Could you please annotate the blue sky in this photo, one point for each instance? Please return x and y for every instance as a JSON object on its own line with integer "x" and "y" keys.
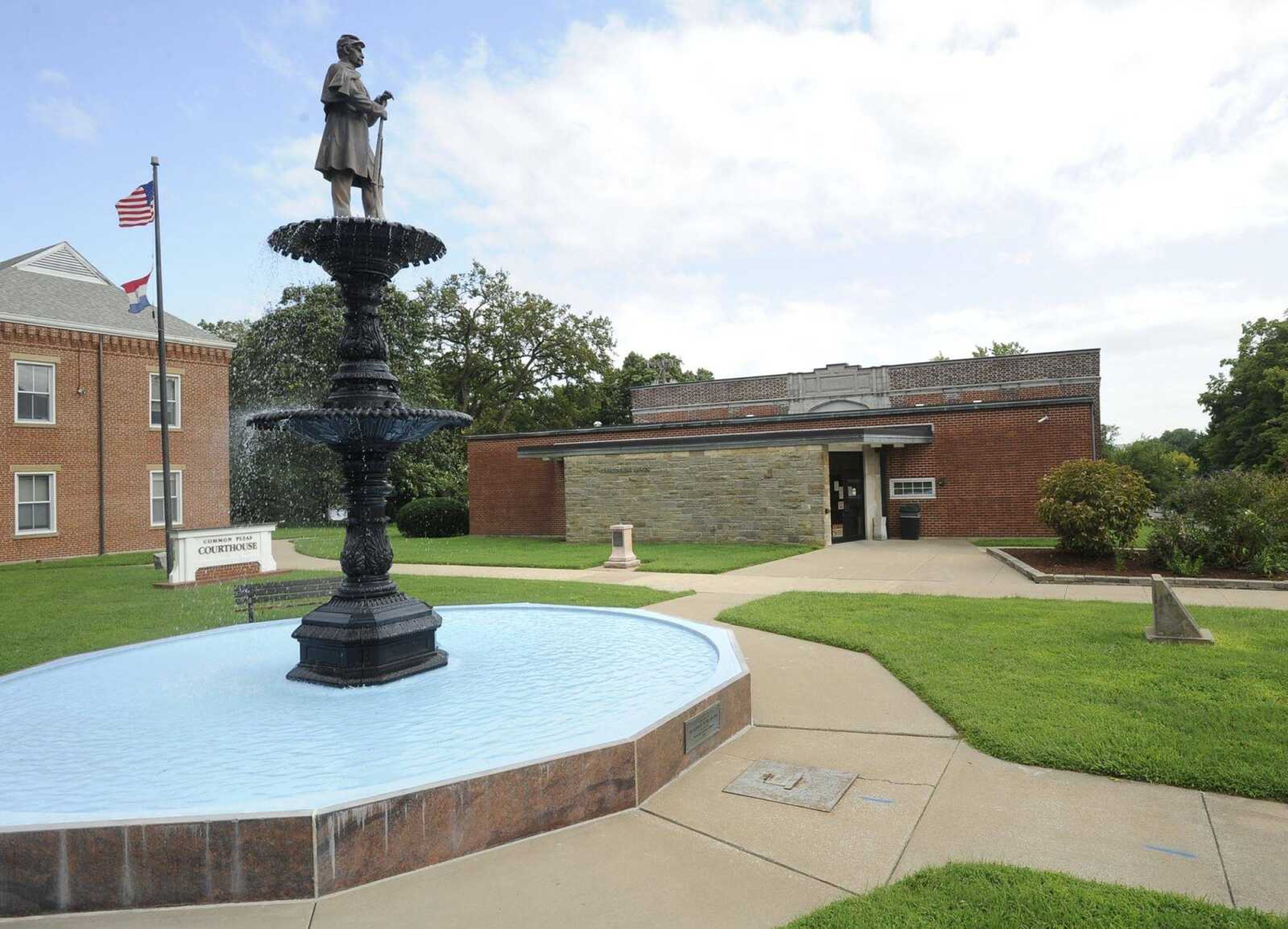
{"x": 754, "y": 186}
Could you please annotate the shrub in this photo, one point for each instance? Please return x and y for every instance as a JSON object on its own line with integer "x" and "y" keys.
{"x": 1094, "y": 507}
{"x": 1180, "y": 544}
{"x": 1240, "y": 517}
{"x": 435, "y": 518}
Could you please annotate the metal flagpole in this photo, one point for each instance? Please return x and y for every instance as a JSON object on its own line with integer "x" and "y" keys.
{"x": 165, "y": 384}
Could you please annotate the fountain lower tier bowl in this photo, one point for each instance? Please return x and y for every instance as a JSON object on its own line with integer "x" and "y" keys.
{"x": 191, "y": 771}
{"x": 344, "y": 427}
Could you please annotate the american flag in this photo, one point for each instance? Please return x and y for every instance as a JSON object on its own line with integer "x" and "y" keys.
{"x": 137, "y": 209}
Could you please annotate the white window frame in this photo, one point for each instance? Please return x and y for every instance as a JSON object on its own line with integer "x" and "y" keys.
{"x": 53, "y": 392}
{"x": 177, "y": 517}
{"x": 919, "y": 495}
{"x": 178, "y": 399}
{"x": 53, "y": 504}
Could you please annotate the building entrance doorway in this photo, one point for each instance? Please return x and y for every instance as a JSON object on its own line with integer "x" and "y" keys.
{"x": 845, "y": 488}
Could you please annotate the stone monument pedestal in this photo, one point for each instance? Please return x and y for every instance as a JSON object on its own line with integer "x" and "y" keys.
{"x": 1173, "y": 621}
{"x": 624, "y": 556}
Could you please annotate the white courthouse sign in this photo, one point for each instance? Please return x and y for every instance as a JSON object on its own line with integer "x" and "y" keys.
{"x": 198, "y": 549}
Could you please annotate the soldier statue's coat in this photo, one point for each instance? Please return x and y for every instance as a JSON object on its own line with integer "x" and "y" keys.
{"x": 350, "y": 111}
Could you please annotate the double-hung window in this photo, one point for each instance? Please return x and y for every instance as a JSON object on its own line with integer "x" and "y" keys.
{"x": 912, "y": 489}
{"x": 37, "y": 503}
{"x": 173, "y": 400}
{"x": 159, "y": 498}
{"x": 34, "y": 392}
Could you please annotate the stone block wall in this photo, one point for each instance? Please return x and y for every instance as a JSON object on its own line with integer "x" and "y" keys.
{"x": 736, "y": 495}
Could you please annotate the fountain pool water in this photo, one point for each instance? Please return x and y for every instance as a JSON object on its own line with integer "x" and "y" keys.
{"x": 118, "y": 735}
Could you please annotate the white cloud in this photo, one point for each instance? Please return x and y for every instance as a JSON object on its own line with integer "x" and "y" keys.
{"x": 644, "y": 172}
{"x": 65, "y": 118}
{"x": 1134, "y": 125}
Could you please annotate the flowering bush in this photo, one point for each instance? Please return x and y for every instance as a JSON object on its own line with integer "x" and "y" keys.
{"x": 1094, "y": 507}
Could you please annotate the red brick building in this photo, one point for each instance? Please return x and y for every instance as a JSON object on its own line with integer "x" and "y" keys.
{"x": 82, "y": 444}
{"x": 816, "y": 456}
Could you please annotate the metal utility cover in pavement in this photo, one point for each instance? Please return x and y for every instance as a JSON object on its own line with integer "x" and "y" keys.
{"x": 793, "y": 784}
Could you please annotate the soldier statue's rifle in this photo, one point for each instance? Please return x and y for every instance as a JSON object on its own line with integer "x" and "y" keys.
{"x": 380, "y": 142}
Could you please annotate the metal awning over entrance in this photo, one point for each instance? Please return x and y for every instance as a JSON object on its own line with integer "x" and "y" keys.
{"x": 896, "y": 436}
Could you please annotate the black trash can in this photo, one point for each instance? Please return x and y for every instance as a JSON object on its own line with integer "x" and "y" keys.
{"x": 910, "y": 521}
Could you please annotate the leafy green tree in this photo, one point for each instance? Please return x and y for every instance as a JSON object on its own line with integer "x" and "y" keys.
{"x": 999, "y": 348}
{"x": 1164, "y": 468}
{"x": 1188, "y": 441}
{"x": 1248, "y": 405}
{"x": 495, "y": 348}
{"x": 1108, "y": 437}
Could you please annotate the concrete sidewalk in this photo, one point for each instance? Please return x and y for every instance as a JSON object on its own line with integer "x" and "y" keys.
{"x": 928, "y": 566}
{"x": 695, "y": 856}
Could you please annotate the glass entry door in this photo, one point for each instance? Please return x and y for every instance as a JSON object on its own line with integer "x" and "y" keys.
{"x": 845, "y": 490}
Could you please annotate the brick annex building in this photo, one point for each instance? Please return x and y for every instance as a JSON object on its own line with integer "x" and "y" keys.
{"x": 82, "y": 444}
{"x": 812, "y": 458}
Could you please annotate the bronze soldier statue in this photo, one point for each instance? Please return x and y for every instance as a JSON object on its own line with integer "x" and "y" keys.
{"x": 344, "y": 156}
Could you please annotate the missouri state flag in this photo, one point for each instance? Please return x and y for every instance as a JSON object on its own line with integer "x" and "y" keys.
{"x": 138, "y": 293}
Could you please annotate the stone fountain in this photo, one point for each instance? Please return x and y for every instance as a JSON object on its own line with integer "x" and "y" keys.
{"x": 369, "y": 633}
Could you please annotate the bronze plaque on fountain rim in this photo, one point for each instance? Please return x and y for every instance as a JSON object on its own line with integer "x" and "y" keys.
{"x": 700, "y": 728}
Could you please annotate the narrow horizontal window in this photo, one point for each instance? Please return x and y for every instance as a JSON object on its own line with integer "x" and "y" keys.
{"x": 921, "y": 489}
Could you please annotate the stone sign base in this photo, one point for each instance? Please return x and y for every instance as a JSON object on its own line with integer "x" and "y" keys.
{"x": 205, "y": 553}
{"x": 1173, "y": 621}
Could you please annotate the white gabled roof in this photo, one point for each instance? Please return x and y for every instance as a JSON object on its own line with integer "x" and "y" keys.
{"x": 57, "y": 286}
{"x": 64, "y": 261}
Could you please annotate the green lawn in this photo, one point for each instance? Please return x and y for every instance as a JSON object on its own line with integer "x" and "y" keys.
{"x": 1003, "y": 897}
{"x": 1075, "y": 686}
{"x": 80, "y": 605}
{"x": 526, "y": 552}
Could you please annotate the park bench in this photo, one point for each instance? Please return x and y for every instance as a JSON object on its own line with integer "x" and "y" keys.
{"x": 284, "y": 593}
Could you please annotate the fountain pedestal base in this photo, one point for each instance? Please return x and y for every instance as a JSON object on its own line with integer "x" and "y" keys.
{"x": 373, "y": 641}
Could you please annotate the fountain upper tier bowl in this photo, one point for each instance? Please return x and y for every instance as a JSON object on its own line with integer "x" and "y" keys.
{"x": 351, "y": 245}
{"x": 346, "y": 427}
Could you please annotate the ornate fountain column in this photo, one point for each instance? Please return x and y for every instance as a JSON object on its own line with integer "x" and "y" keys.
{"x": 370, "y": 632}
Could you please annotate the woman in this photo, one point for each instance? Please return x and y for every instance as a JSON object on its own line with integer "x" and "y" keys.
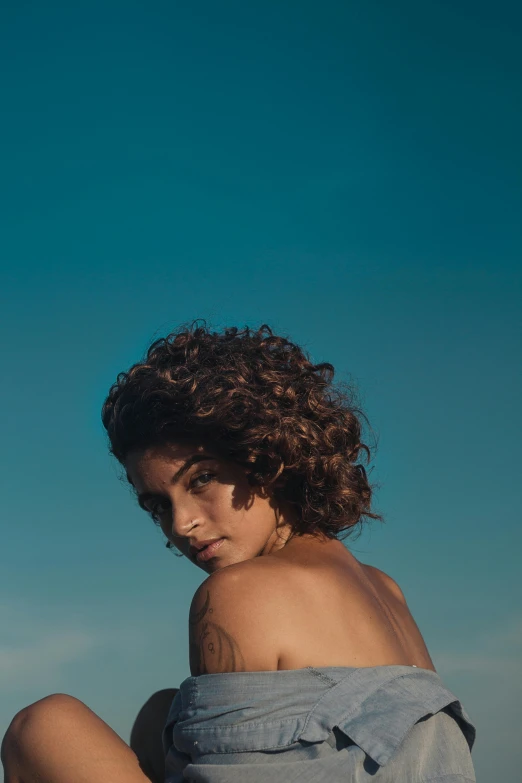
{"x": 306, "y": 664}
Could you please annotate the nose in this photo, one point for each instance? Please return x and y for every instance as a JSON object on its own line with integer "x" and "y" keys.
{"x": 183, "y": 521}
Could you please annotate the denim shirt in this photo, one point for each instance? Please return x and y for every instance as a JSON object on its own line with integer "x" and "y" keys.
{"x": 356, "y": 725}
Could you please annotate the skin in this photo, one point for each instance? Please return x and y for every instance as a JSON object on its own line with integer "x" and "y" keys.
{"x": 234, "y": 626}
{"x": 271, "y": 601}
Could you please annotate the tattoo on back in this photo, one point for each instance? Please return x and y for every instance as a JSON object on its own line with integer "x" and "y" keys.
{"x": 212, "y": 649}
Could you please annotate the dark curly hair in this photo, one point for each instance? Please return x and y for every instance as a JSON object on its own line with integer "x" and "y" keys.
{"x": 259, "y": 400}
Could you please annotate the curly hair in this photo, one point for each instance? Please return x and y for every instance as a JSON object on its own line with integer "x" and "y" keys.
{"x": 258, "y": 399}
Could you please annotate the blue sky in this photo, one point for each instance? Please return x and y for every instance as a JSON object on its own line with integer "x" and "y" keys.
{"x": 349, "y": 173}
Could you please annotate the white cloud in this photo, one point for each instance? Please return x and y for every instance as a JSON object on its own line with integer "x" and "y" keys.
{"x": 43, "y": 655}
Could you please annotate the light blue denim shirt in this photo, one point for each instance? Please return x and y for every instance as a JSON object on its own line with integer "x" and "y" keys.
{"x": 356, "y": 725}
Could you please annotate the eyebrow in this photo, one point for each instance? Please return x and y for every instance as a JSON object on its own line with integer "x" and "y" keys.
{"x": 195, "y": 458}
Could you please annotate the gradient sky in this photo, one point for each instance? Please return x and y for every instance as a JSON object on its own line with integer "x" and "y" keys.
{"x": 351, "y": 174}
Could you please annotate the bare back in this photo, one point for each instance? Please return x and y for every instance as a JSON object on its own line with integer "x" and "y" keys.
{"x": 309, "y": 604}
{"x": 347, "y": 614}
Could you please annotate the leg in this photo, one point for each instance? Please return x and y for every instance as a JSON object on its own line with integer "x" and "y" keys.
{"x": 145, "y": 738}
{"x": 60, "y": 740}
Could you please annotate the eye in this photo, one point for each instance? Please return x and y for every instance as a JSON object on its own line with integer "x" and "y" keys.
{"x": 201, "y": 480}
{"x": 157, "y": 508}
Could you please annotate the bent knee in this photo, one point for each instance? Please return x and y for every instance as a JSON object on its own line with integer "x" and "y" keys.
{"x": 44, "y": 712}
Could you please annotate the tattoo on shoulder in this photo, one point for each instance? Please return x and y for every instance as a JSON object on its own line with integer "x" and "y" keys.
{"x": 212, "y": 649}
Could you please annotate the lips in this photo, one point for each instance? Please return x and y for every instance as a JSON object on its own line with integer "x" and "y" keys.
{"x": 205, "y": 550}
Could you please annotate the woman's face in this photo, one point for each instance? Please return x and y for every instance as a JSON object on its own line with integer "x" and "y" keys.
{"x": 205, "y": 505}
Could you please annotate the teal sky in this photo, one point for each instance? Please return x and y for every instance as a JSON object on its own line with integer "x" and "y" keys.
{"x": 351, "y": 174}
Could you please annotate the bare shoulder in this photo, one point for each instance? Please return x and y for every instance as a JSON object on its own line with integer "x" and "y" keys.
{"x": 380, "y": 577}
{"x": 231, "y": 621}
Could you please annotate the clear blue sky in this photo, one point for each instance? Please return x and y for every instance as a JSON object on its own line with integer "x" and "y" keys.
{"x": 351, "y": 174}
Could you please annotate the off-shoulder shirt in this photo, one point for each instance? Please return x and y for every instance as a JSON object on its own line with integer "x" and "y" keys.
{"x": 379, "y": 724}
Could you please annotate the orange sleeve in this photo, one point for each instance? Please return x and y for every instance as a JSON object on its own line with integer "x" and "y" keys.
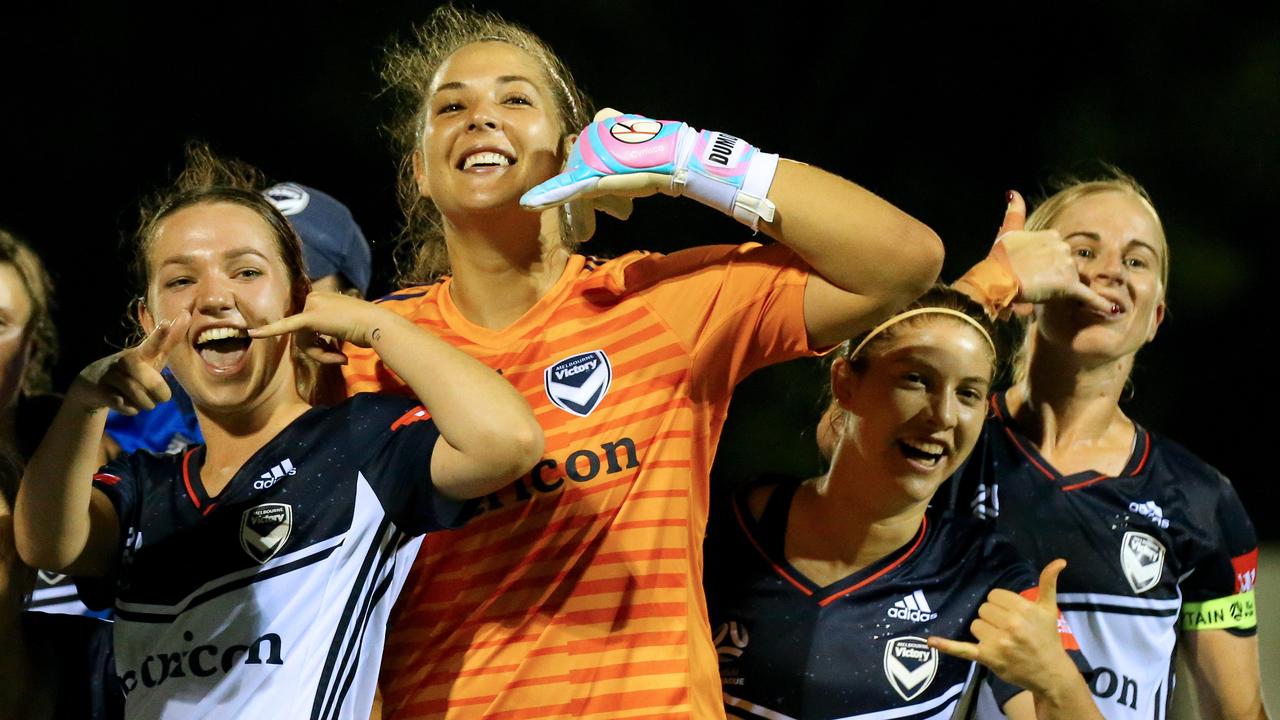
{"x": 735, "y": 308}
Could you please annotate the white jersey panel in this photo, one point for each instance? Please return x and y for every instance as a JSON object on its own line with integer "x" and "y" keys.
{"x": 298, "y": 637}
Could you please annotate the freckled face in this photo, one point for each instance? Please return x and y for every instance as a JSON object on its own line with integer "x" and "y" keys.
{"x": 492, "y": 130}
{"x": 222, "y": 263}
{"x": 1119, "y": 250}
{"x": 14, "y": 347}
{"x": 918, "y": 405}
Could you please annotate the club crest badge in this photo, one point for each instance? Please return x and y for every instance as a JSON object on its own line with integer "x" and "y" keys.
{"x": 577, "y": 383}
{"x": 910, "y": 665}
{"x": 1142, "y": 559}
{"x": 288, "y": 197}
{"x": 265, "y": 528}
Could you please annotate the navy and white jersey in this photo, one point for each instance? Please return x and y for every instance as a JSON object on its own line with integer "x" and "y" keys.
{"x": 855, "y": 648}
{"x": 272, "y": 598}
{"x": 1164, "y": 546}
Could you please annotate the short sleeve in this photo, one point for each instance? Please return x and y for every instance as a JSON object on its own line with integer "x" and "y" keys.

══════════

### [Short task]
In the entries above, take the line containing "Could you please annotate the club" and each later line through the last, and repeat them exactly. Output nothing else.

### [Written answer]
Could you please annotate the club crest badge in this photo, one point for each instance? Please return x and y for every instance as a JSON object on its own line with integer "x" and "y" keys.
{"x": 577, "y": 383}
{"x": 910, "y": 665}
{"x": 1142, "y": 559}
{"x": 288, "y": 197}
{"x": 265, "y": 528}
Could you please annotate the navy and white jersey in this photo, one point for each instance? Please return x and y for every instance as a JSON object on its own line with integer "x" and "y" keys.
{"x": 855, "y": 648}
{"x": 272, "y": 598}
{"x": 1164, "y": 546}
Could you please annotate the short sleeve in this photo, one point for each instance? Please return x and y for every instance as a JSON object on its own line with integer "x" and "y" keys.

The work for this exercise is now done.